◆ Выдержка из данных ◆
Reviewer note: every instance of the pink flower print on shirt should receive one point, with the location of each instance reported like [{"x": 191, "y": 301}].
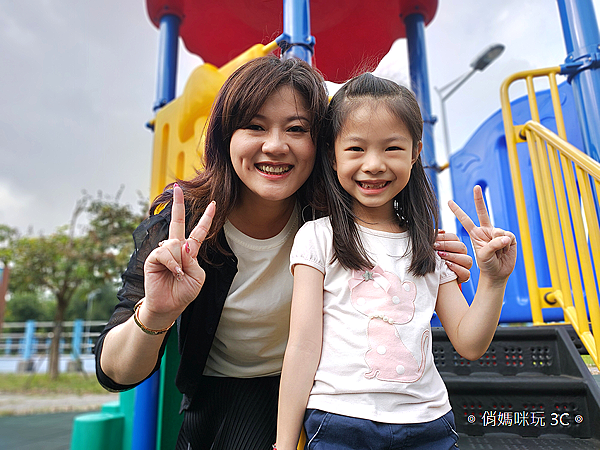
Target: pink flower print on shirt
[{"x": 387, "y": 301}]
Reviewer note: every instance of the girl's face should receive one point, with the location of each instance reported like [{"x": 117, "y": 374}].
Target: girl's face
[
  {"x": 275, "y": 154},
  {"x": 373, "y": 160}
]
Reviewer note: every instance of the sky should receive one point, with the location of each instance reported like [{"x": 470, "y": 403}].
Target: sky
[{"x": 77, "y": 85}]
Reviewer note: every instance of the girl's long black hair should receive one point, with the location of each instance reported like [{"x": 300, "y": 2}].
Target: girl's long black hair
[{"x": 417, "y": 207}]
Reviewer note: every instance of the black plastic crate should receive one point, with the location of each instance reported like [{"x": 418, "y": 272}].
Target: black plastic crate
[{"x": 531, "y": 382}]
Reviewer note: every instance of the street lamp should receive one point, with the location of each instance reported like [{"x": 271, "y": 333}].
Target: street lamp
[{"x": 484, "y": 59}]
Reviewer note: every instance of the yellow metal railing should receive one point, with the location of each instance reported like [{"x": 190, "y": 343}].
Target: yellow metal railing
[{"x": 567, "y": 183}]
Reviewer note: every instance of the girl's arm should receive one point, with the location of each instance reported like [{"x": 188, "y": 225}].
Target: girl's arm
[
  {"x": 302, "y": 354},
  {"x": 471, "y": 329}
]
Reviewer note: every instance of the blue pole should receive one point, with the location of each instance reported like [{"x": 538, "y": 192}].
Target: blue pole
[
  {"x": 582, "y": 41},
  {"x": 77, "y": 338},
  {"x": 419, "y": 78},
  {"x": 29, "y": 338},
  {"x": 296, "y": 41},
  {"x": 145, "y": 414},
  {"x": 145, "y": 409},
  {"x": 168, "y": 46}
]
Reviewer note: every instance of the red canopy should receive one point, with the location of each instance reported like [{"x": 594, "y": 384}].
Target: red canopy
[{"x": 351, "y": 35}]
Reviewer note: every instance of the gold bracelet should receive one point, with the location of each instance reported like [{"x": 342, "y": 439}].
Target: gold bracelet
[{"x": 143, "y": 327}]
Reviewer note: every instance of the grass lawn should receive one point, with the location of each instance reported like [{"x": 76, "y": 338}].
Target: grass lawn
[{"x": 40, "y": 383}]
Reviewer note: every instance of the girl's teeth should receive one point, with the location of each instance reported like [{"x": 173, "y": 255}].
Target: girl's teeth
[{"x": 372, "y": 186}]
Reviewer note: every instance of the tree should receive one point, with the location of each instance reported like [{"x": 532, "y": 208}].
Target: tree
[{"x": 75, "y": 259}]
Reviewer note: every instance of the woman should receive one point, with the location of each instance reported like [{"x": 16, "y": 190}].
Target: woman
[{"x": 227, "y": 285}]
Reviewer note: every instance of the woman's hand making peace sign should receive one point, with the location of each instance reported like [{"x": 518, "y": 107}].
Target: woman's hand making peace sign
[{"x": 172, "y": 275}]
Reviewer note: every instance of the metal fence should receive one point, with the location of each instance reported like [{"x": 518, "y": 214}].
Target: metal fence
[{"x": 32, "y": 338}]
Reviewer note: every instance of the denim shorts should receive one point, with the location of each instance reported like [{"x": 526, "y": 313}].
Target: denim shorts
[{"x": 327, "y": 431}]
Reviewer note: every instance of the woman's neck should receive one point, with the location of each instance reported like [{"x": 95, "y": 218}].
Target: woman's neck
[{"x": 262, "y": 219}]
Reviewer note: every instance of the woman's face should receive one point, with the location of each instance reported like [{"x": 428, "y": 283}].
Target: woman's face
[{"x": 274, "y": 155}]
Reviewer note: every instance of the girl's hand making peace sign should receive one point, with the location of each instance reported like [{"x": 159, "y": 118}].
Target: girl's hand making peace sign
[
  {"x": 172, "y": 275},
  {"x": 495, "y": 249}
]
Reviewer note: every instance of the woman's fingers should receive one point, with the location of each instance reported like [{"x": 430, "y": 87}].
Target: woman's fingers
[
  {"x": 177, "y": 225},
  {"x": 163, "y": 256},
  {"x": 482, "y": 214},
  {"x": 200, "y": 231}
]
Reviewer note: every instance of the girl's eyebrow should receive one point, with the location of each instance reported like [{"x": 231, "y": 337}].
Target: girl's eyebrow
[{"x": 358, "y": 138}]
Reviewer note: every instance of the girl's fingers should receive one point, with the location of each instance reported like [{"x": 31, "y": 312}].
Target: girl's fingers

◆ Условие задания ◆
Обновите строки, начиная со строки с "Reviewer note: every instance of the tree" и заканчивая последней строкой пунктов включительно: замените "denim shorts" на "jean shorts", а всё остальное оставьте без изменений.

◆ Результат выполнения ◆
Reviewer note: every instance of the tree should receive one point, with the location of each instance reported like [{"x": 532, "y": 208}].
Target: tree
[{"x": 75, "y": 259}]
Reviewer note: every instance of the woman should receive one point, with the location of each instance reported like [{"x": 16, "y": 190}].
Target: woman
[{"x": 227, "y": 285}]
Reviewer note: every instance of the woman's hand making peace sign should receive one point, with the location of each instance reported like [{"x": 518, "y": 107}].
Target: woman's hand making peace sign
[{"x": 172, "y": 275}]
Reviewer note: every instance of the metal fence should receive one point, with the location of each instance reported like [{"x": 518, "y": 214}].
Target: metal fence
[{"x": 32, "y": 338}]
Reviewer note: every instance of the jean shorts should receive one point, with the location of each instance reported like [{"x": 526, "y": 313}].
Target: jean shorts
[{"x": 327, "y": 431}]
Reviewer note: every instance of the woman's neck should receive one point, with the location of each instance reported like [{"x": 95, "y": 218}].
Target: woman's neck
[{"x": 262, "y": 219}]
Reviewer note: every instance of the woman's face should receive one point, with the location of each instance reported like [{"x": 428, "y": 283}].
Target: woman's face
[{"x": 274, "y": 155}]
Reviewer note: every instance of the girl's hand making peace sign should receive one point, with the location of each instance reported like [{"x": 159, "y": 118}].
Target: girl's hand making peace sign
[
  {"x": 172, "y": 275},
  {"x": 495, "y": 249}
]
Reviewer note: every instance of the woman's fingers should receive one point, with the location of each instance reported like [{"x": 430, "y": 87}].
Target: woman's fingers
[
  {"x": 177, "y": 225},
  {"x": 163, "y": 256},
  {"x": 482, "y": 214},
  {"x": 200, "y": 231}
]
Reviewer note: every instance of the girl's eyebrow should receive one point, with the location of each instance reported like [{"x": 231, "y": 337}].
Target: girl's eyebrow
[{"x": 358, "y": 138}]
Reviewer note: every instance of the girl's fingers should receive one point, with the location of each instance reported like [{"x": 31, "y": 312}].
Target: girl's fingers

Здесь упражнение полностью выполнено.